• [Document passage]:
----
Twenty-five trainees have been inducted into the Enrolled Nursing Assistant (ENA) programme, launched with the aim of continuously improving the delivery of healthcare in Tobago.
Over a two-year period, the apprentices will be trained and then support Registered Nurses in performing key functions, inclusive of wound care and taking readings from patients such as weight, height and blood pressure.
Speaking during the December 3 launch at the Tobago Rehabilitation and Empowerment Centre (TREC), Fort Street in Scarborough where the training commenced, chairman of the Tobago Regional Health Authority (TRHA) Ingrid Melville considered the commemoration to be a “success story.”
Manager, Nursing Education Unit of the Ministry of Education, Joycelyn Clarke, was delighted when told of this programme.
Secretary of Health, Wellness and Family Development, Dr Agatha Carrington said the effort was born out of the need to address the gap in terms of this category of employees. This, she said came following discussions and commitments led by her division together with the Ministry of Health and the Ministry of Education in Trinidad, the Tobago Regional Health Authority (TRHA) and the Division of Education, Innovation and Energy.
“This is as a result of natural attrition and retirements. In addition, the last cohort trained by the Ministry of Health and the Ministry of Education was in 2017, these ENAs were never enough for Tobago.
"Therefore, the division felt that we should train this cadre of staff to service both our primary and secondary needs in Tobago. We really required this support,” the secretary said as she gave the assurance that the division was committed to ensuring that funding and other needs are available for this batch of trainees.
“We would be providing you with a modern hospital for your practicum and internship, we would provide you with a stipend to assist you while you are in the classroom for two years; so you have one year theory and one year of internship or clinicals. We commit to provide a budget for this particular cohort of professionals who we are growing.
“The Ministry of Education has committed to assign a programme co-ordinator to give technical oversight to this programme and to use the course descriptors from the national ENA programme,” she said noting that over 1,000 applications were received for the programme from which 25 were chosen.
Chief Secretary Kelvin Charles said he was "heartened to witness initiatives and programmes which will strengthen the efficiency of our health sector, and the quality of life of our people.” He noted that over the years, many improvements have been made in the quality of healthcare offered on the island, admitting that there are still some challenges that need to be resolved.
This training, he said will be important to producing caring healthcare professionals.
“In my view, the aim of this programme could never be to simply produce more enrolled nursing assistants to fill the demand. There should be a greater aim and that is to produce a cadre of health professionals who exude general and genuine empathy in the execution of their duties. This is extremely important, as nursing assistants are exposed to patients in some of their most vulnerable states; let’s be honest, if one can avoid it, no one wants to be given a bath, get dressed or even be taken to the restroom by someone who does so coldly and grudged,” he said urging the potential ENAs to "respect the dignity of those who will be entrusted in your care during your clinicals, and when you eventually become employed in the health sector."
----
(Dataset entries)
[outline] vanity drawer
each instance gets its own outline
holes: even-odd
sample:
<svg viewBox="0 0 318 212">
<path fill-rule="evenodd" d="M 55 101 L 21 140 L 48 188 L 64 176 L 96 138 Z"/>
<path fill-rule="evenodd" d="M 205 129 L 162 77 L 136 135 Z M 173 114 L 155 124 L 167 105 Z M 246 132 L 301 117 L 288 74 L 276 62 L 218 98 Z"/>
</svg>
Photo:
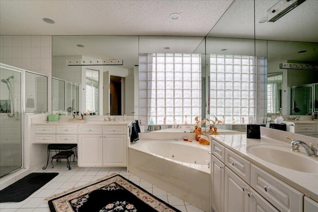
----
Translate this sentence from the article on Tobago's nursing assistant programme into Spanish: "This training, he said will be important to producing caring healthcare professionals."

Esta formación, dijo, será importante para formar profesionales de la salud compasivos.